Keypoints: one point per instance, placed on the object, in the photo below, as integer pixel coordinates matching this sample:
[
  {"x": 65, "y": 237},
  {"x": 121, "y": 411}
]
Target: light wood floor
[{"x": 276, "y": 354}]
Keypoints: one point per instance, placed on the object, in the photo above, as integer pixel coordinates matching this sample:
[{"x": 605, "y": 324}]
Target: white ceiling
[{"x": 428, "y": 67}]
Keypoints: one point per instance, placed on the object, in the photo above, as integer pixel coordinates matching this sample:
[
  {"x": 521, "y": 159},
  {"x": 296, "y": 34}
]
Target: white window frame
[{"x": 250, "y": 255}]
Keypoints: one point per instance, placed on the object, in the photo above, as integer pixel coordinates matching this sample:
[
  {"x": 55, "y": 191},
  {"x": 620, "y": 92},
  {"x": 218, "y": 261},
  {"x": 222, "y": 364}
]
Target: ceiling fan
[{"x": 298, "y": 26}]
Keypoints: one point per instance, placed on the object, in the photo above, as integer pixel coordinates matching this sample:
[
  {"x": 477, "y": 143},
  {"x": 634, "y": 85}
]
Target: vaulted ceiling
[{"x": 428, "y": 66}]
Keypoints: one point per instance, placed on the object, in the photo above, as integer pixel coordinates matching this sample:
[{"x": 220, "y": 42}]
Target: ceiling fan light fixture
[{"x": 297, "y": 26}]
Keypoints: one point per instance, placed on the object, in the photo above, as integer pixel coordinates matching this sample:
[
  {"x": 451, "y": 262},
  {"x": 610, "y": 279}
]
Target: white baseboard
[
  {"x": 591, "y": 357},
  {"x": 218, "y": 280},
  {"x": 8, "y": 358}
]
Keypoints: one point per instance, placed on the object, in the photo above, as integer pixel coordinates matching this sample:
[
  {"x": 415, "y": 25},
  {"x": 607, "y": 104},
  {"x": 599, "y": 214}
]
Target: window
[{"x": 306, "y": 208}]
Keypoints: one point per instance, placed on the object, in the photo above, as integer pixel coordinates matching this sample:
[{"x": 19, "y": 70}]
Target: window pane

_YOUR INSTRUCTIONS_
Every record must be repeated precisely and in full.

_ANSWER TO THIS TASK_
Keypoints: one point per instance, placed on the object, in the photo below, as integer pixel coordinates matching this sample:
[
  {"x": 65, "y": 237},
  {"x": 121, "y": 411}
]
Target: light wood floor
[{"x": 276, "y": 354}]
Keypoints: one point per instance, placed on the object, in the photo above, as integer pixel coordinates matching this sample:
[{"x": 605, "y": 324}]
Target: white ceiling
[{"x": 428, "y": 67}]
Keypoints: one point per instance, placed on the object, in the photo above, as integer pixel coordinates matching this sample:
[
  {"x": 521, "y": 159},
  {"x": 296, "y": 34}
]
Target: white window frame
[{"x": 250, "y": 255}]
Keypoints: one point per instance, placed on the object, in the photo above, as integer pixel coordinates matching this sample:
[
  {"x": 55, "y": 191},
  {"x": 620, "y": 92},
  {"x": 218, "y": 261},
  {"x": 222, "y": 364}
]
Target: ceiling fan
[{"x": 298, "y": 26}]
Keypoints: one point per instance, placed on the object, in the photo above, as integer pixel coordinates matching this sample:
[
  {"x": 477, "y": 143},
  {"x": 634, "y": 85}
]
Target: vaulted ceiling
[{"x": 428, "y": 66}]
Keypoints: one point per instance, placed on the object, in the photo above, as integer pixel coordinates matching this sample:
[{"x": 220, "y": 42}]
Target: ceiling fan light fixture
[{"x": 297, "y": 26}]
Keypoints: one point per instance, placed on the object, in the photo above, as integer pixel coordinates matching this sample:
[
  {"x": 451, "y": 262},
  {"x": 610, "y": 279}
]
Target: white baseboard
[
  {"x": 591, "y": 357},
  {"x": 218, "y": 280},
  {"x": 8, "y": 358}
]
Keypoints: one point per instance, placed on the object, in the photo above, as integer pixel coordinates matching this sample:
[
  {"x": 415, "y": 25},
  {"x": 607, "y": 104},
  {"x": 599, "y": 214}
]
Target: window
[{"x": 306, "y": 208}]
Keypoints: one point per instance, placed on the object, in the photo above, as integer pixel coordinates matching this sample:
[{"x": 19, "y": 70}]
Target: window pane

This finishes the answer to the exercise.